Singapore startup claims breakthrough in Lithium-ion battery recycling

Singapore-based Green Li-ion says its tech can ease the looming e-waste crisis by dramatically increasing the efficiency and profitability of rechargeable battery recycling.

Spent Lithium-ion batteries.
Spent Lithium-ion batteries. Only 5 per cent of Lithium-ion batteries are recycled. Image: Samarn Plubkilang/Shutterstock.com

A Singapore-based startup claims to have found a solution to the world’s electronic waste problem—a new way to recycle the rechargeable batteries that power portable electronics and electric vehicles.

The company, called Green Li-ion, says its technology can recycle Lithium-ion (Li-ion) batteries much faster than conventional processes, using less energy and producing less waste. It is touted as the only technology in the world capable of fully recovering the precious metals in the cathode component of batteries.

■ **Work required**
Return everything in the battery recycling article from "Spent Lithium-ion batteries. Only" down to "component of batteries.", copied word for word.

■ **Dataset content**
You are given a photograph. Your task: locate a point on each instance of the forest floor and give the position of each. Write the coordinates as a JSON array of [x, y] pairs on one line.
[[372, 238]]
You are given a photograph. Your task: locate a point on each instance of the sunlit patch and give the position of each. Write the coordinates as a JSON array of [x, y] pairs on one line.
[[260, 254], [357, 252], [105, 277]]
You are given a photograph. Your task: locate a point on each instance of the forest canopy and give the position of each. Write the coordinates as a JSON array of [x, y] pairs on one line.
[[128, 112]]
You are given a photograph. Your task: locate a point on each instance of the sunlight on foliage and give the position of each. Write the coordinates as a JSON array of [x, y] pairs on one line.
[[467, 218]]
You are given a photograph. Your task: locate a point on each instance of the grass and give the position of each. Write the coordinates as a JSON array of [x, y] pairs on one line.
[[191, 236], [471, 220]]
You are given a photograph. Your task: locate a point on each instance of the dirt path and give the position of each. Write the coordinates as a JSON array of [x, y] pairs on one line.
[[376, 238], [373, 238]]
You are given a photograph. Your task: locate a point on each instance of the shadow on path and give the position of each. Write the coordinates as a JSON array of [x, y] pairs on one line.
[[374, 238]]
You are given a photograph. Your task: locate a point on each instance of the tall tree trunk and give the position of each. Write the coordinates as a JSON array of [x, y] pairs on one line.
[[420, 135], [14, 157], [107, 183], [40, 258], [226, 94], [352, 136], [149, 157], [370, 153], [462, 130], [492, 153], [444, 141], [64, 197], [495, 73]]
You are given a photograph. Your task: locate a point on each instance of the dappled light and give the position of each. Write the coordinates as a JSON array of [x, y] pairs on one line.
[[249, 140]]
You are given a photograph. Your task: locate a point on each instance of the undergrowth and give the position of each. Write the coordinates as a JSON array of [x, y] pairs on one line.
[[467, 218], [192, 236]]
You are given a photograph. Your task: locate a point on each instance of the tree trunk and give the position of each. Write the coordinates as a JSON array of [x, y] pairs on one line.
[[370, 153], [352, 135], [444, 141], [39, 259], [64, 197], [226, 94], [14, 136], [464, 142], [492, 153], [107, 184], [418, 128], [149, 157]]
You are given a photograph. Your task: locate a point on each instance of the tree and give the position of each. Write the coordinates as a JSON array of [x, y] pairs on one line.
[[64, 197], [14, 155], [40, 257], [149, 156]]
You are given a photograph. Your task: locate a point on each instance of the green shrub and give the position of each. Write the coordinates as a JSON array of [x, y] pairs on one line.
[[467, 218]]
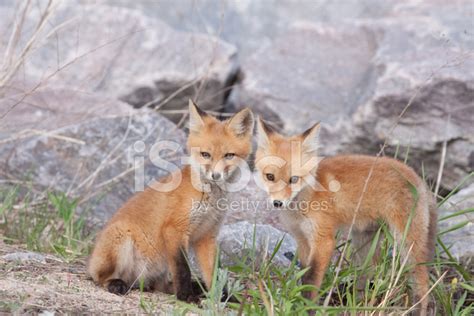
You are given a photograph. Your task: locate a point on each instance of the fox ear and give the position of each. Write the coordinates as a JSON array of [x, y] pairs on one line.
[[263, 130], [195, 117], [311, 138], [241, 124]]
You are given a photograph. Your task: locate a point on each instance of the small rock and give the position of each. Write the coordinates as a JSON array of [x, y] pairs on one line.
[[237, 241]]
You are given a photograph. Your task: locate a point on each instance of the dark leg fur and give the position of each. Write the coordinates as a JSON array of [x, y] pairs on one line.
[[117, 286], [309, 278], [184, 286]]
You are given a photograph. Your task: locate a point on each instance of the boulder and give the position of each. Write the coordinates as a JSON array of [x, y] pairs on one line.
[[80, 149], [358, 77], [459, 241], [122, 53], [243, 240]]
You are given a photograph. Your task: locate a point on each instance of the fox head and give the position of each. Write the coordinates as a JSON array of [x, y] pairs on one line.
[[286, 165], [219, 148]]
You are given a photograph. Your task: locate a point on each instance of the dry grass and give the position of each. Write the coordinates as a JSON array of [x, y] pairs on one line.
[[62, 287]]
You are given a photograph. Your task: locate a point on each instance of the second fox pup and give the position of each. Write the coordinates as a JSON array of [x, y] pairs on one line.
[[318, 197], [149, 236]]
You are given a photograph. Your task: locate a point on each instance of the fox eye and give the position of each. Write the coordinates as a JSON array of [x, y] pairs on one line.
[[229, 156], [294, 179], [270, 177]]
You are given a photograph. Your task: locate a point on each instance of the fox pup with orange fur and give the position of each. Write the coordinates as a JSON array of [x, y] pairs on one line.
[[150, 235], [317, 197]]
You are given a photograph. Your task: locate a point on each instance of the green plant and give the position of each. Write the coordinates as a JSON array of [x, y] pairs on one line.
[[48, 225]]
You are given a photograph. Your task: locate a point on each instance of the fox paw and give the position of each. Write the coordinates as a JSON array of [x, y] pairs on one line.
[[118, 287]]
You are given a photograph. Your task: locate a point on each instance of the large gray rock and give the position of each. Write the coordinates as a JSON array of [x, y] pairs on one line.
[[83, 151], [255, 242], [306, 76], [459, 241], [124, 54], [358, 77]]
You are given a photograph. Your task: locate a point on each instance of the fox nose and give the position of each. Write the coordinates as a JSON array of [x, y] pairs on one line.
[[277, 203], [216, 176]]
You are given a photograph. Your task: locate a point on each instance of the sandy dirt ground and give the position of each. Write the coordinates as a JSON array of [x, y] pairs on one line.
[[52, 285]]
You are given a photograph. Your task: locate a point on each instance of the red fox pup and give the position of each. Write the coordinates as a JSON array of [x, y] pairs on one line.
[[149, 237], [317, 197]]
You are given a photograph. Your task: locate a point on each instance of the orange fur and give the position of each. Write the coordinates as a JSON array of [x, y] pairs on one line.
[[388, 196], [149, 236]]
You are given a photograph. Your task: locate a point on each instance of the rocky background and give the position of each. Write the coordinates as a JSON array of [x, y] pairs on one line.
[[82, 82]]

■ **Solution for this exercise**
Spent Lithium-ion batteries. Only 5 per cent of Lithium-ion batteries are recycled. Image: Samarn Plubkilang/Shutterstock.com

A Singapore-based startup claims to have found a solution to the world’s electronic waste problem—a new way to recycle the rechargeable batteries that power portable electronics and electric vehicles.

The company, called Green Li-ion, says its technology can recycle Lithium-ion (Li-ion) batteries much faster than conventional processes, using less energy and producing less waste. It is touted as the only technology in the world capable of fully recovering the precious metals in the cathode component of batteries.